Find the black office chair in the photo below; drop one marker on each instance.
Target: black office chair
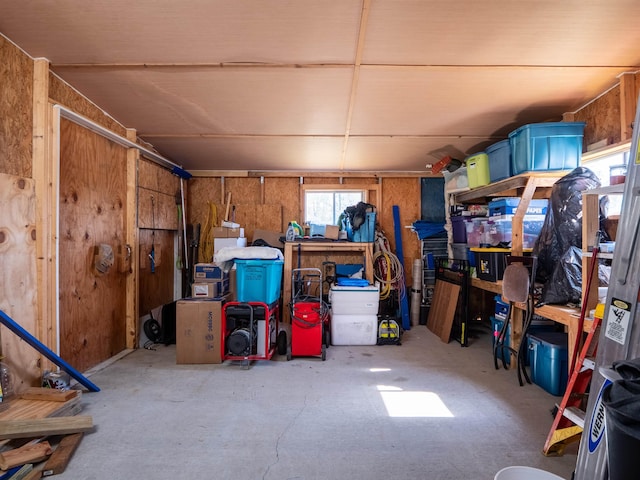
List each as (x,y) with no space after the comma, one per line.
(518,284)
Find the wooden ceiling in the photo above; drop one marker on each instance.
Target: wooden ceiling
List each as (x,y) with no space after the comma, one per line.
(329,85)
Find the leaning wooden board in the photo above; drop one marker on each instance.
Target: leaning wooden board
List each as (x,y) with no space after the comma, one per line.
(22,408)
(43,427)
(443,309)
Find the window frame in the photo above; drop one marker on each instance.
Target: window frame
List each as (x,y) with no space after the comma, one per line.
(369,192)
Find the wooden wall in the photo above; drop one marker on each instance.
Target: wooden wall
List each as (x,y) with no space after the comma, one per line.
(18,227)
(609,117)
(16,112)
(158,222)
(18,275)
(273,202)
(92,213)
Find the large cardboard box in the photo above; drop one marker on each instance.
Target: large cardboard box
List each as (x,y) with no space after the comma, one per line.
(199,331)
(210,289)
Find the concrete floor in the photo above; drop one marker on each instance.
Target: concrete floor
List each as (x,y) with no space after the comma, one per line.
(308,419)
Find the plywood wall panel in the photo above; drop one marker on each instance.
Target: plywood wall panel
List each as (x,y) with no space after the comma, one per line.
(243,190)
(18,276)
(16,110)
(62,93)
(286,192)
(167,181)
(602,117)
(148,175)
(203,192)
(92,190)
(156,288)
(157,210)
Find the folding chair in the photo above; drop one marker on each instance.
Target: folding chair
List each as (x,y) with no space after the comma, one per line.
(518,283)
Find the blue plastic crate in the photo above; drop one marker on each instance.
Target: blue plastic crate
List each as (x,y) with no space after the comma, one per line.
(546,146)
(509,205)
(258,280)
(499,160)
(548,357)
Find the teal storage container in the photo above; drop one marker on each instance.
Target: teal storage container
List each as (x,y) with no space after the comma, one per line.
(546,147)
(258,280)
(499,160)
(549,358)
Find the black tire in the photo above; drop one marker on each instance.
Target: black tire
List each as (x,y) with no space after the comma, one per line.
(282,343)
(152,330)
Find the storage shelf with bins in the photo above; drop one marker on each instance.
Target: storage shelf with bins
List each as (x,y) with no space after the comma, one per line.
(527,187)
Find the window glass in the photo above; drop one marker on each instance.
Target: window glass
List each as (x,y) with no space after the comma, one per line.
(323,207)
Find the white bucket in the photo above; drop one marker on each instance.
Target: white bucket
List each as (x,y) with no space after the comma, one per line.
(525,473)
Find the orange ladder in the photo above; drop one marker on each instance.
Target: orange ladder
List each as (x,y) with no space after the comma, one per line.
(569,419)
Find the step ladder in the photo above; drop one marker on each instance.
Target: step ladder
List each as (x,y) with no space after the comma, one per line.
(568,422)
(619,338)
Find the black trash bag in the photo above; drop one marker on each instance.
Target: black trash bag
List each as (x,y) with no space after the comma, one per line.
(562,231)
(565,284)
(356,215)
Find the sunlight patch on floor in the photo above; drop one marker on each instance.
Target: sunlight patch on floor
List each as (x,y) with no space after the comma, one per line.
(400,403)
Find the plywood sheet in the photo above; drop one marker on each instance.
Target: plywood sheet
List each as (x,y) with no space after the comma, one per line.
(443,309)
(156,288)
(18,275)
(92,204)
(16,110)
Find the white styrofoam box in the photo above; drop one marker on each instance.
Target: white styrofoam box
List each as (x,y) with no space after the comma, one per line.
(219,243)
(346,300)
(354,329)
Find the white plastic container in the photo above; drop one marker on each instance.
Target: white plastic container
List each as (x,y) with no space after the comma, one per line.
(525,473)
(354,329)
(347,300)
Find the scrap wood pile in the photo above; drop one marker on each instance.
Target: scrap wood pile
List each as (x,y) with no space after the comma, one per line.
(39,431)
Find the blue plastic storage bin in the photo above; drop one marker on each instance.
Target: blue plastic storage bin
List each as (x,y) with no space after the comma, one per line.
(258,280)
(509,205)
(499,160)
(546,146)
(549,358)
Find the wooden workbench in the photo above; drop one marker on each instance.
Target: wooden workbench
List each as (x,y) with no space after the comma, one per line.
(328,249)
(567,316)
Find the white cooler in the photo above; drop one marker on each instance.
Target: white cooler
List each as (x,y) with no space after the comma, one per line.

__WHAT TO PRODUCE__
One stretch of the lines above is wanted, from the line that contains "Find the teal" through the line that contains "Find the black trash". Output it exactly.

__REPLY__
Find the teal storage container in the photo above; drop one marker on each instance.
Target: teal storage container
List each as (x,y) with no space after the comma, one per line.
(546,147)
(258,280)
(499,160)
(549,358)
Find the black tire in the photo above; drop one marker on each instance.
Target: black tire
List each as (x,y) with no space after the comma, one per line.
(282,343)
(152,330)
Find the storage shelf with bins in the photo above; drop one marker on each instance.
Target: storage shelf with bins
List each as (x,y) with no space after the comma, one per line.
(527,187)
Find the window glass in the photo above; drop one marker on each instance.
Target: window glass
List each as (x,y) with no space after the comma, one per line.
(323,207)
Find the white bucket in the photo above; drop one marker on each instance.
Target: white bucket
List each as (x,y) with no space after the comma, one per line.
(525,473)
Find the orange ladder in the photo above; drop one marker on each instance.
Target: orange ladder
List each as (x,y) with no space after the comma, one per line.
(569,419)
Find the step ladder in the photo above; drop one marker on each instance.
Target: step ladder
List each as (x,y) with no space after the comma, one per line.
(568,422)
(619,338)
Find the black trash bag in the photo above; drop one marker on each instance.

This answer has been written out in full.